* Extract
──────────────────────────────

AI3: Vision AI: Deep Learning for Computer Vision

About this course

Apply deep learning to images and video for recognition, detection, and segmentation tasks.

Course format. Thirteen weeks, four contact hours each: a two-hour lecture (concepts and theory) and a two-hour practice session. The course is project-based; teams carry one running project end to end and present it three times, in weeks 5, 8, and 13.

What you will build

Built an end-to-end computer-vision pipeline in Python with PyTorch, torchvision, and Detectron2, progressing from a residual classifier to an object detector and a Mask R-CNN instance-segmentation system evaluated with mean average precision and intersection over union.

Expected outcomes

Derive the convolution operation, receptive fields, and parameter sharing from first principles
Explain backpropagation through convolutional and pooling layers
Build and train CNN architectures including residual networks
Adapt transformers to images with patch embeddings and self-attention
Implement object detection with anchors, region proposals, and bounding-box regression
Implement semantic and instance segmentation with encoder-decoder networks
Apply transfer learning and fine-tuning from pretrained backbones
Analyze representation learning, feature hierarchies, and learned invariances
Evaluate vision models with mean average precision and intersection over union
Deploy a vision pipeline with augmentation, training, and inference

Key topics

CNNs & vision transformers
Object detection
Image segmentation
Transfer learning

Theoretical foundations

The concepts and results this course rests on.

──────────────────────────────

* Dataset content
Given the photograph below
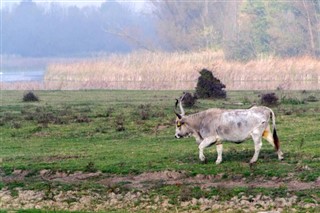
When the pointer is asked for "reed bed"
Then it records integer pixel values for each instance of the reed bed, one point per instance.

──────────────────────────────

Extend the computer vision course page beyond its last line.

discrete convolution, receptive fields, and parameter sharing
backpropagation through convolutional and pooling layers
residual learning and skip connections in very deep networks
patch embeddings and self-attention for images
anchors, bounding-box regression, and non-max suppression
encoder-decoder networks and per-pixel segmentation loss
transfer learning and self-supervised pretraining

Prerequisites

This is a Year-3 course. It assumes the mandatory CS core: data structures and algorithms, operating systems, computer networks, databases, software engineering, and the core mathematics (linear algebra, probability and statistics, calculus, discrete mathematics). It additionally requires the specific prior courses listed below.

Course-specific prerequisites:

Deep Learning
Linear algebra and calculus

Weekly schedule 13 weeks · lecture + practice

Vision foundations

Wk 1

Images, pixels, and learning

LectureWe cover image formation, color spaces, and the shift from hand-crafted features to learned representations.

PracticeLoad an image dataset, build a data pipeline, and train a linear classifier baseline.

ProjectChoose the vision task, dataset, and metrics for the running project.

WatchStanford CS231N Lecture 1: Introduction · UMich EECS 498 Lecture 1: Intro to DL for Computer Vision

Wk 2

Convolution and feature maps

LectureWe derive discrete convolution, kernels, stride, padding, receptive fields, and parameter sharing.

PracticeImplement convolution and pooling in NumPy, then verify against PyTorch.

ProjectBuild a small from-scratch CNN classifier for the project dataset.

WatchUMich EECS 498 Lecture 7: Convolutional Networks

Wk 3

Training deep CNNs

LectureWe cover backpropagation through convolutions, batch normalization, initialization, and optimization dynamics.

PracticeTrain a deeper CNN with augmentation and learning-rate scheduling.

ProjectImprove the baseline classifier with regularization and augmentation.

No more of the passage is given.